- **Travail à réaliser**: Recopiez fidèlement le passage de la critique de The Lost King qui va de « Quand, sur une » jusqu'à « gens ordinaires… extraordinaires. » inclus.

Comme pour les grands crus, on attend le Stephen Frears nouveau avec impatience. À chaque fois. Quel va être son sujet cette fois ? Et surtout, par quel biais, quel angle, va-t-il regarder notre société et les gens qui la compose ? Place de la femme, sensibilité, crédibilité et hypocrisie académique se partagent l’écran avec folie douce, tendresse et fantasque dans The Lost King ou l’histoire incroyable mais vraie de Philippa Langley looking for Richard.
Quand, sur une simple intuition, Philippa Langley – interprétée avec brio et juste ce qu’il faut d’étrangeté par Sally Hawkins – pense avoir retrouvé la dépouille du roi Richard III, personne ne la prend au sérieux. Curieuse de découvrir la vérité sur ce monarque déchu, voire de donner tort au grand Shakespeare, elle se plonge dans des recherches vertigineuses et se frotte au mépris des universitaires. Et pourtant… Avec The Lost King, le réalisateur Stephen Frears, friand d’atypisme, continue de nous émouvoir avec intelligence et malice en mettant en scène des gens ordinaires… extraordinaires.
THE LOST KING
Inspiré d’une histoire incroyable mais vraie, le film de Stephen Frears retrace l’extraordinaire aventure de Philippa Langley, passionnée d’histoire à la volonté de fer qui, sur une simple intuition et malgré l’incompréhension de ses proches et la défiance du monde universitaire, a voulu rétablir la vérité autour de Richard III, l’un des monarques les plus controversés de l’histoire.
Philippa save The Lost King
Le film commence et on fait la connaissance de Philippa, petit bout de femme souffrant de maladie chronique du sommeil, ou de la fatigue, et qui travaille dans une société pataugeant allègrement dans le jeunisme et les clichés du patriarcat. Séparée d’un mari archétypal de l’Anglais dégingandé et pince sans rire qui lui prépare néanmoins ses pâtes du soir, elle est mère de deux fils portés sur les jeux vidéo. Un homme, deux hommes, des hommes…
Une sortie scolaire au théâtre va être le détonateur d’une forme de coup de foudre pour le roi Richard III. Ce monarque qui n’en est pas moins homme ne serait-il pas victime lui aussi de ce qu’on dit de lui depuis des siècles ? Traitre, l’était-il vraiment ? Ses recherches passionnées, voire obsessionnelles, en dépit, là aussi, de ce qu’on voudra bien penser d’elle, la mèneront de la Richard III Society au parking des services sociaux de la petite ville de Leicester, décor de la mort du roi déchu, du roi détrôné, du roi oublié. Sa dépouille ne serait-elle pas là, sous le bitume ?

- **Données affichées**:
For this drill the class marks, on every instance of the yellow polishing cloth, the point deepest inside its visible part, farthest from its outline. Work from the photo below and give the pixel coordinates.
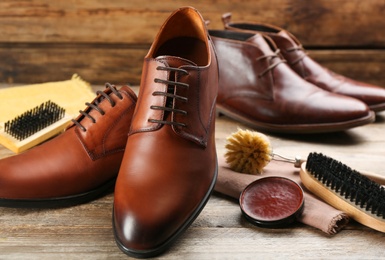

- **Résultat**:
Quand, sur une simple intuition, Philippa Langley – interprétée avec brio et juste ce qu’il faut d’étrangeté par Sally Hawkins – pense avoir retrouvé la dépouille du roi Richard III, personne ne la prend au sérieux. Curieuse de découvrir la vérité sur ce monarque déchu, voire de donner tort au grand Shakespeare, elle se plonge dans des recherches vertigineuses et se frotte au mépris des universitaires. Et pourtant… Avec The Lost King, le réalisateur Stephen Frears, friand d’atypisme, continue de nous émouvoir avec intelligence et malice en mettant en scène des gens ordinaires… extraordinaires.